:: What to do ::
Reproduce the data below line for line, with no changes. Leave out the pictures.

:: Available data ::
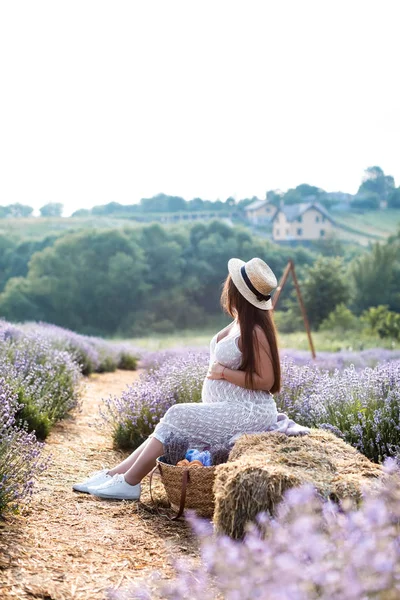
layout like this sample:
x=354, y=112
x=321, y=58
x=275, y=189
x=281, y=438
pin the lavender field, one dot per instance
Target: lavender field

:: Correct answer ::
layout like this sample:
x=354, y=112
x=321, y=58
x=275, y=189
x=281, y=438
pin the lavender field, one dot per instance
Target: lavender field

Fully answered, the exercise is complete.